### AIM OF THE TASK
Please reproduce a passage of the pick guard thread word for word, starting at the words "## martyb1 (Aug" and ending after the words "over $35 with shipping.".

### EXTRACT

# pick guard material



## xuthal (May 15, 2007)

I'm looking for some pick guard material for my acoustic.Are there any canadian dealers with some good prices out there?


----------



## WannabeGood (Oct 24, 2007)

Hey Buck yes there is......................Zellers. Just go to the stationary supply department and get yourself a plastic clipboard. Under $5.00. Perfect. Should be able to get a least 3 pickguards out of that. Worked for one of my electrics.

Regards,

:food-smiley-004:


----------



## martyb1 (Aug 5, 2007)

What size/color are you looking for?


----------



## xuthal (May 15, 2007)

looking for a red tortoise looking material.Maybe around 5x8.I was going to special order one from yamaha but i want to create one to my own liking.Not to mention it will be over $35 with shipping.


----------



## RAW1 (Oct 15, 2008)

I have bought sheets of pickguard material from Long&Mcquade.They can get any style you want.


----------



## copperhead (May 24, 2006)

maybe right here 
http://stores.ebay.com/bezdez_GUITAR-PARTS_PICKGUARDS_W0QQcolZ4QQdirZ1QQfsubZ4704938QQftidZ2QQtZkm
its in ontario


----------



## Lincoln (Jun 2, 2008)

I get mine from "Grizzly" in Bellingham Washington.......only problem is they don't sell by mail order to Canada. I have a sheet of tortise in stock, let me know if your interested, I can sell you a 5" x 8" piece. 
It's got a lot of red to it, but it's not the real red stuff. Lot of yellow in it too.

Picture is worth 1K words, right??? Guess I better take one.


----------

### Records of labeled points
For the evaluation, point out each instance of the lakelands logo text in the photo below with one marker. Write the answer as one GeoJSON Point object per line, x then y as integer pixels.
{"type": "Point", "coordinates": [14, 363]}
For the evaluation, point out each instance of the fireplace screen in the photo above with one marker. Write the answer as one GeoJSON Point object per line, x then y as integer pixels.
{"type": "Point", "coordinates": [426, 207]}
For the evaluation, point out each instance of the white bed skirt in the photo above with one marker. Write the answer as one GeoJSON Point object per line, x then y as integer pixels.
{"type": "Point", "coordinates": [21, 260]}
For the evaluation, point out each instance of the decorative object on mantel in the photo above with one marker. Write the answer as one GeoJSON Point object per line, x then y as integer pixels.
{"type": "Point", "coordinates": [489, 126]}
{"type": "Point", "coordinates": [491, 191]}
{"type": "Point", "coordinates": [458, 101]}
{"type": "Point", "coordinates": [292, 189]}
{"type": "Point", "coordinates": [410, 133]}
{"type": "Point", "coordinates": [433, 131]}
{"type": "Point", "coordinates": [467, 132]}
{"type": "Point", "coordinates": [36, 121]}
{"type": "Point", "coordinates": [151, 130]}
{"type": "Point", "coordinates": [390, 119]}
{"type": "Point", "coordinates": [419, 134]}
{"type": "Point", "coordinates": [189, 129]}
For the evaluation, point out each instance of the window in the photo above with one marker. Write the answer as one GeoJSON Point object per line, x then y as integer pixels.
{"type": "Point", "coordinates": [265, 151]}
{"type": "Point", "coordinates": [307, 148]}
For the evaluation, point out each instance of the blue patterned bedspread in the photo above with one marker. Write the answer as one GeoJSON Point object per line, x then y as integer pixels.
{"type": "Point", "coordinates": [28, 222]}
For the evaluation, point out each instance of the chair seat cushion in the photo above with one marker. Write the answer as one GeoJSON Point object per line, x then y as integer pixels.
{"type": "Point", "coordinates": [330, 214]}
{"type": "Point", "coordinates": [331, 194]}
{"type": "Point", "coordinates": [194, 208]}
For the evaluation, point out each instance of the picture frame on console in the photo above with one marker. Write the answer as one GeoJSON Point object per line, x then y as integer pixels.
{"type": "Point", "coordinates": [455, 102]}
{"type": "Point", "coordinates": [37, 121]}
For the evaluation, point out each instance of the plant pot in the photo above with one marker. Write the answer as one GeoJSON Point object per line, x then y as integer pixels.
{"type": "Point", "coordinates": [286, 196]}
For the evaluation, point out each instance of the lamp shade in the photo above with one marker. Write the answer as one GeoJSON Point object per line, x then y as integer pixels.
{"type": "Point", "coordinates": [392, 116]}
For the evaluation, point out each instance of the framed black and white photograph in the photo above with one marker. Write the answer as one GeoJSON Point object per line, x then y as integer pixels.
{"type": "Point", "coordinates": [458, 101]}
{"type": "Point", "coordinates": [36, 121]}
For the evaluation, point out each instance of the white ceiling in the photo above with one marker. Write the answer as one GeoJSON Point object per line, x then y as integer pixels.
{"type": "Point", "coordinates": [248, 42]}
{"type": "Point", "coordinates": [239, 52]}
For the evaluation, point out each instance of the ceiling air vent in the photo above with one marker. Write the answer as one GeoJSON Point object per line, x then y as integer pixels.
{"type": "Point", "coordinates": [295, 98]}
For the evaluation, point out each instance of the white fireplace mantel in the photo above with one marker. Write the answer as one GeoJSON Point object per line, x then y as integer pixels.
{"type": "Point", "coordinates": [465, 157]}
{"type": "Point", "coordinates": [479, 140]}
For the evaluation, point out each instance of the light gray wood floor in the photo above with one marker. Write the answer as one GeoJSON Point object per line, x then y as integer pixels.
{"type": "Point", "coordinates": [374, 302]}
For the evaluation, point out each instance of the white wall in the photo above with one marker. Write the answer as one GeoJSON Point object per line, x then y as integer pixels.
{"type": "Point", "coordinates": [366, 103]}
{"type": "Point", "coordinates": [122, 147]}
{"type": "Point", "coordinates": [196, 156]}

### RESPONSE
## martyb1 (Aug 5, 2007)

What size/color are you looking for?


----------



## xuthal (May 15, 2007)

looking for a red tortoise looking material.Maybe around 5x8.I was going to special order one from yamaha but i want to create one to my own liking.Not to mention it will be over $35 with shipping.